━━━━━ Data for the task
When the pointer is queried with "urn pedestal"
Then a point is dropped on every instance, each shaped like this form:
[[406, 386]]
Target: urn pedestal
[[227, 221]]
━━━━━━━━━━
Brief: Retype every record exactly, omitting nothing.

Result:
When the pointer is queried with "urn pedestal"
Then a point is dropped on every instance, each shaped like this form:
[[406, 386]]
Target: urn pedestal
[[227, 221]]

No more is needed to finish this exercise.